(Dataset entries)
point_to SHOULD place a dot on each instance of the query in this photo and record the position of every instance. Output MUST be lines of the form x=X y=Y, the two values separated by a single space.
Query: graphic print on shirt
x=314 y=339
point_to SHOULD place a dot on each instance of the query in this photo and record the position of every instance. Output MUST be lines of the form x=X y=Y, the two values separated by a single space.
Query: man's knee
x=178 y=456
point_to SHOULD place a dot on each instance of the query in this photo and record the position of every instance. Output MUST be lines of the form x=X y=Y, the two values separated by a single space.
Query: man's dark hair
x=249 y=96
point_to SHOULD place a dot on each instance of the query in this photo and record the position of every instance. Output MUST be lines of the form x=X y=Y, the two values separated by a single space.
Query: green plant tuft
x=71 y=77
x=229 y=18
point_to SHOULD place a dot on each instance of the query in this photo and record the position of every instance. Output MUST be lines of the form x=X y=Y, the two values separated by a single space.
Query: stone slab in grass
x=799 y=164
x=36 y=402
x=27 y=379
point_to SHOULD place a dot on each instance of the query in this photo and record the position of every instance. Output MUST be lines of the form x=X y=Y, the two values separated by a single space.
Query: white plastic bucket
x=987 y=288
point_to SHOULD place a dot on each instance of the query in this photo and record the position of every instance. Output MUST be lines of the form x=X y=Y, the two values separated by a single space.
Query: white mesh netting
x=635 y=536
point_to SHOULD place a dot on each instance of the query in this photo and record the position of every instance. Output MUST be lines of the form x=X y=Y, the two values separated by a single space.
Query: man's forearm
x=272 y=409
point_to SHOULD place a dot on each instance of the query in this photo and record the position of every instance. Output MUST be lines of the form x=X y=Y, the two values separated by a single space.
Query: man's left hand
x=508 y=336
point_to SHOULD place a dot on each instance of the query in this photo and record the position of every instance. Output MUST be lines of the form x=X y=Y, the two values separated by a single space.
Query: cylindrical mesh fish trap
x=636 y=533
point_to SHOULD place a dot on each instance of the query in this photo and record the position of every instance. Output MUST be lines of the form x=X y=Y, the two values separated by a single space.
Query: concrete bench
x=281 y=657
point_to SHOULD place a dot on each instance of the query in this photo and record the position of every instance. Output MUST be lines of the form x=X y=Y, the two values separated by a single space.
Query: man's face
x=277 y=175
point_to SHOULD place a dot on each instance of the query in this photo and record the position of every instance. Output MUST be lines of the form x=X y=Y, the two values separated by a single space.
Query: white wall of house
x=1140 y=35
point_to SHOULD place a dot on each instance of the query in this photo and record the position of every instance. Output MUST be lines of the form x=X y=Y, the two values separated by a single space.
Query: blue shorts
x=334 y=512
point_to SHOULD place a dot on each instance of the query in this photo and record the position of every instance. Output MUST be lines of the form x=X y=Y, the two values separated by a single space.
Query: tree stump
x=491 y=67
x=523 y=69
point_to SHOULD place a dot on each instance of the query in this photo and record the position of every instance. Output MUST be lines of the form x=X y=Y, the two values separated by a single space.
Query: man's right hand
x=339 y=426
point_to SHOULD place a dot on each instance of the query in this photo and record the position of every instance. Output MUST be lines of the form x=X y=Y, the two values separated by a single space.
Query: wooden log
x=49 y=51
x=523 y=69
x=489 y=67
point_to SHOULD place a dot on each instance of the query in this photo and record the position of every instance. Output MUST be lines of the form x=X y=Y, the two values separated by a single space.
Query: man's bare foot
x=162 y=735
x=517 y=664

Task objective: Reproduce the records in full, exactly as written.

Response:
point_to SHOULD place a dot on each instance of the query in this photo and record the position of every instance. Output MUST be lines of the form x=X y=Y, the two values separated by a single space.
Query: graphic print on shirt
x=314 y=339
point_to SHOULD place a dot on each instance of the query in this photo and record the position of every instance. Output MUST be lines of the form x=X y=Y, the two values separated by a single space.
Query: man's knee
x=178 y=456
point_to SHOULD place a dot on each instance of the query in this photo and record the position of every instance. Output MUST be lines of the form x=X y=Y, the two values separated by a single space.
Query: man's dark hair
x=249 y=96
point_to SHOULD place a dot on each instance of the query in this photo and record the position of every instance. Output MUST be lines of the form x=X y=Y, the two values separated by a single space.
Query: green plant tuft
x=71 y=77
x=229 y=18
point_to SHOULD place a dot on each instance of the query in this photo and record the position of every instance. Output MUST be lines of the form x=X y=Y, the two values separated by a single space.
Query: stone slab in grass
x=799 y=164
x=36 y=402
x=27 y=379
point_to SHOULD place a dot on each instance of the query in this photo and record the position of every instance. Output MUST be lines of the form x=X y=Y, the two values separated by a single space.
Query: white plastic bucket
x=987 y=288
point_to SHOULD place a dot on each instance of the query in this photo and record the position of every instance. Output MUST be lines of the form x=X y=Y, the two values separated by a single space.
Query: white mesh netting
x=635 y=536
point_to SHOULD place a dot on each instance of the query in this photo and record the position of every instance. Output MUST be lines of the form x=X y=Y, the two values separated by a single space.
Query: man's forearm
x=272 y=409
point_to SHOULD place a dot on each instance of the query in this photo and record the position of every instance. Output MUST be lines of the form x=X y=Y, the two values separated by a single space.
Query: man's left hand
x=508 y=336
point_to SHOULD place a dot on each instance of the query in this photo and record the position of every instance. Output MUST be lines of the form x=X y=Y, the two values separated by a single space.
Query: cylindrical mesh fish trap
x=636 y=533
point_to SHOULD place a dot on each instance of the query in this photo and record the position of every instance. Output MUST be lines of the form x=X y=Y, the two values separated by a single space.
Query: concrete bench
x=281 y=657
point_to SHOULD place a dot on each instance of the query in this photo and record the position of every instance. Output MUST be lines of the form x=X y=Y, the two values separated by a single space.
Query: man's face
x=277 y=175
point_to SHOULD place a dot on each instance of the query in this photo and record the position of every instance. Output MUST be lines of the form x=X y=Y, the two values separated by a single space.
Query: white wall of house
x=1140 y=35
point_to SHOULD place a dot on each instance of the query in this photo and record the position of every instance. Output MUST be lines of the form x=X y=Y, the two values separated by a single space.
Query: blue shorts
x=334 y=512
point_to SHOULD place a dot on each instance of the query in this photo and record the position of every instance. Output MUST be lines of the form x=X y=Y, the two values separated by a single space.
Query: tree stump
x=491 y=67
x=523 y=69
point_to SHOULD place a dot on each instance of the query in this photo and record the position of every instance. Output MUST be lines of the form x=X y=Y, the two values separated by a single space.
Query: man's right hand
x=339 y=426
point_to SHOULD place a dot on each instance of the query in this photo and record the position of every instance. Output MUST be lines of the form x=X y=Y, the two values separated by a single space.
Query: wooden log
x=49 y=51
x=523 y=69
x=489 y=67
point_to SHOULD place a dot on each instance of the query in this photo and record the position of every instance. Output MUST be lines of the form x=X y=Y, the two values separated by a single space.
Query: man's bare foot
x=162 y=735
x=517 y=664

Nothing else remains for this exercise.